:: Textauszug ::
ADR-News

(Aktuelle Informationen zu Mediation und Konfliktmanagement)

Autonomie und Freiwilligkeit (in) vs Vorrang, Verpflichtung und Anordnung der Mediation

Statement zum Forum 3 „Empfehlen sich Regelungen zur Integration der Mediation in das bestehende Rechtsschutzsystem?“ auf der Mediationskonferenz des BMJV am 28.05.2021 –  → Download

Prof. Dr. iur. Thomas Trenczek, M.A.

In Deutschland mangelt es immer noch an einer über die verbale Unterstützung hinausreichende, tatsächliche Förderung der Mediation. Insbesondere fehlt es an einem niedrigschwelligen Zugang zu einem qualitativ hochwertigen außergerichtlichen Mediationsverfahren. Auch die bislang in § 278a ZPO geregelten Verweisungsmöglichkeiten scheinen in der Praxis nicht genutzt zu werden.

Ich begrüße die von Prof. Greger gemachten Vorschläge zur Förderung der Mediation für eine gerichtsunabhängige Mediationskostenhilfe[1], diese sollte aber nicht nur auf Familienverfahren begrenzt sein. Darüber könnte ein (fachlichen Mindeststandards entsprechende!) Mediationsverfahren als Alternative/Option zur streitigen Konfliktbearbeitung durch weitere ökonomische Anreize/Kostenregelungen (über § 81 Abs. 2 Nr. 5 FamFG hinaus) gefördert werden.
:::
:: Bereitgestellte Einträge ::
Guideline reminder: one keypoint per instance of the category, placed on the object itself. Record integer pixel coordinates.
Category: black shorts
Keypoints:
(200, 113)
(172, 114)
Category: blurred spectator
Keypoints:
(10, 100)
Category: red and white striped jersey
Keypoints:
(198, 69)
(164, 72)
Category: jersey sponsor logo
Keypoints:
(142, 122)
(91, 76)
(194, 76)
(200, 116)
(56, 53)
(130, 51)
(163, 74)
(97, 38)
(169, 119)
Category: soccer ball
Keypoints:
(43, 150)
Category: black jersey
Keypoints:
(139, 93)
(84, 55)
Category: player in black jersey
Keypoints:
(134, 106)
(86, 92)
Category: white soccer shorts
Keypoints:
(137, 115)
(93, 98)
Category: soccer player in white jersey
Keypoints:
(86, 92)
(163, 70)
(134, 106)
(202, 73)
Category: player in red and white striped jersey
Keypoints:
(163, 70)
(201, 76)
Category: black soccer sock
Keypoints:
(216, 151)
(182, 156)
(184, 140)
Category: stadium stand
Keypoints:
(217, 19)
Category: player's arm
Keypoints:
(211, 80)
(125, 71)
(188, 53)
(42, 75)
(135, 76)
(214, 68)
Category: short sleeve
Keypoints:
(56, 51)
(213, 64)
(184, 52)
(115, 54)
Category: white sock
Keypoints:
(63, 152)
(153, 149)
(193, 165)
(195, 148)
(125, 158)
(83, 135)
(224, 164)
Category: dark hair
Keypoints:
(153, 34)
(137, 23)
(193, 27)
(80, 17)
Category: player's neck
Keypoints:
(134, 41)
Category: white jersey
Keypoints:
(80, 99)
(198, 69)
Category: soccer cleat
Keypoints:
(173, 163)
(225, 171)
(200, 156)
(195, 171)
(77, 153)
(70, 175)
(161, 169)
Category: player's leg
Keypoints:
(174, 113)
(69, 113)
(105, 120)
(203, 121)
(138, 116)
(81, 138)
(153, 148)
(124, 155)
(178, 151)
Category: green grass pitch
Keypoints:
:::
◆ **Aufgaben**:
a) Gib den Textauszug zur Mediation wortgetreu wieder, beginnend bei „Prof. Dr. iur.“ und endend bei „hinaus) gefördert werden.“.
b) Setze den Textauszug zur Mediation im Anschluss an seinen letzten Satz fort.
Die Einträge stehen in keinem Zusammenhang mit dem Textauszug zur Mediation.

◆ **Erwartete Ergebnisse**:
a)
Prof. Dr. iur. Thomas Trenczek, M.A.

In Deutschland mangelt es immer noch an einer über die verbale Unterstützung hinausreichende, tatsächliche Förderung der Mediation. Insbesondere fehlt es an einem niedrigschwelligen Zugang zu einem qualitativ hochwertigen außergerichtlichen Mediationsverfahren. Auch die bislang in § 278a ZPO geregelten Verweisungsmöglichkeiten scheinen in der Praxis nicht genutzt zu werden.

Ich begrüße die von Prof. Greger gemachten Vorschläge zur Förderung der Mediation für eine gerichtsunabhängige Mediationskostenhilfe[1], diese sollte aber nicht nur auf Familienverfahren begrenzt sein. Darüber könnte ein (fachlichen Mindeststandards entsprechende!) Mediationsverfahren als Alternative/Option zur streitigen Konfliktbearbeitung durch weitere ökonomische Anreize/Kostenregelungen (über § 81 Abs. 2 Nr. 5 FamFG hinaus) gefördert werden.

b)
Zudem sollte man m.E. zumindest im Hinblick auf besonders schützenswerte Interessen zum Beispiel in familiengerichtlichen Streitsachen (zB Kindeswohl bei Trennung der Eltern) aber auch in anderen Konflikt- und Arbeitsfeldern (z.B. Arbeitsplatzkonflikte, B2B, …) über eine gesetzliche Verpflichtung zu einem Mediationsversuch als Zulässigkeitsvoraussetzung einer Klage nachgedacht werden, allerdings inhaltlich anders (gerade nicht beschränkt auf ökonomische Bagatellsachen) und weitergehend als die obligatorische außergerichtlichen Streitschlichtung nach § 15a EGZPO.

Eines der Hauptmerkmale der Mediation ist die Anerkennung der Selbstbestimmung der Konfliktparteien (vgl § 1 Abs. 1 MediationsG; § 1 Abs. 1 ZivMediatG).[2] Die Parteien bestimmen Anfang und Ende des Mediationsverfahrens sowie Inhalt und Ziel der Mediation. Sie bestimmen, welchen Konfliktstoff sie thematisieren, wie viel Emotionen sie in die Konfliktklärung hineinlegen und welche inhaltlichen Optionen und Lösungen ihren Interessen entsprechen. Aus der Gewährleistung der Selbstbestimmung der Parteien im Verfahren zur Regelung und ggf Lösung von Konflikten zieht die Mediation ihre Legitimation und ihren emanzipatorischen Charakter.

Wenn von den Grundprinzipien der Mediation die Rede ist, findet sich zumeist auch der Begriff Freiwilligkeit (vgl Art. 3 a EU-Mediationsrichtlinie 2008; § 1 Abs. 1, § 2 Abs. 2 MediationsG; § 1 Abs. 1 ZivMediatG), der allerdings diffus ist und auch in den Debatten nicht immer hinreichend operationalisiert wird.[3] Was genau beinhaltet Freiwilligkeit und auf welche Bereiche der Mediation bezieht sich der Begriff?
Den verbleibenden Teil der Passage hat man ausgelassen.